Year 559 was a common year starting on Wednesday (link will display the full calendar) of the Julian calendar. The denomination 559 for this year has been used since the early medieval period, when the Anno Domini calendar era became the prevalent method in Europe for naming years.

Events 
 By place 

 Byzantine Empire 
 Winter – The Kutrigurs and Huns under Zabergan cross the frozen Danube River, and invade the Balkans. They raid Thracia and Macedonia, but are driven back near Constantinople by a Byzantine force under Belisarius.
 Battle of Melantias: Outside the city walls of Constantinople, Belisarius defeats the combined "barbarians" with his veteran cavalry (bucellarii), and a few thousand hastily raised levies.

 Britain 
 Glappa succeeds his father Ida as king of Bernicia (North East England). During his rule, Anglian settlers expand their territory in what is now southeastern Scotland.

########

Exercise requirements:
**1.** Which people does the entry on the year 559 name?
**2.** Do these statements agree with the entry on the year 559? (a) The year 559 began on a Wednesday. (b) The Kutrigurs and Huns crossed the Danube in summer. (c) Glappa succeeded his uncle as king of Bernicia. Answer yes or no for each, and quote the words that decide it.
**3.** Carry the entry on the year 559 forward from its last sentence.
The lines after this point come from a separate source and are unrelated to the entry on the year 559.

Source excerpt:
########

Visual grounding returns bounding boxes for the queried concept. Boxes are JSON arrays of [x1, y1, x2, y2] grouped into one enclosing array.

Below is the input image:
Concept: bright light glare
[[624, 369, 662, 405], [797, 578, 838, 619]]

########

Exercise results:
**1.** Zabergan, Belisarius, Glappa, Ida

**2.**
(a) Yes: "a common year starting on Wednesday"
(b) No: "Winter – The Kutrigurs and Huns under Zabergan cross the frozen Danube River"
(c) No: "Glappa succeeds his father Ida as king of Bernicia"

**3.**
 Asia 
 First successful human flight: a kite carrying Yuan Huangtou lands in the proximity of Ye, China. Emperor Wen Xuan Di sponsors the flight; Yuan is taken prisoner; other imprisoned kite flyers also fly, but those die and Yuan survives. Yuan is executed afterwards. 
 Wen Di, age 37, succeeds his uncle Chen Wu Di as emperor of the Chen Dynasty. During his reign, he consolidates the state against the rebellious warlords.
 The city-state Ara Gaya, a member of the Gaya confederacy, surrenders to Silla in the Korean peninsula.
 Pyeongwon becomes ruler of the Korean kingdom of Goguryeo.

Births 
 Reccared I, king of the Visigoths (d. 601)
 Wu Shihuo, father of Wu Zetian (d. 635)
 Xuan Di, emperor of Northern Zhou (d. 580)

Deaths 
 Chen Wu Di, emperor of the Chen Dynasty (b. 503)
 Ida, king of Bernicia (approximate date)
 Leonard of Noblac, Frankish abbot and saint
 Wen Xuan Di, emperor of Northern Qi (b. 529)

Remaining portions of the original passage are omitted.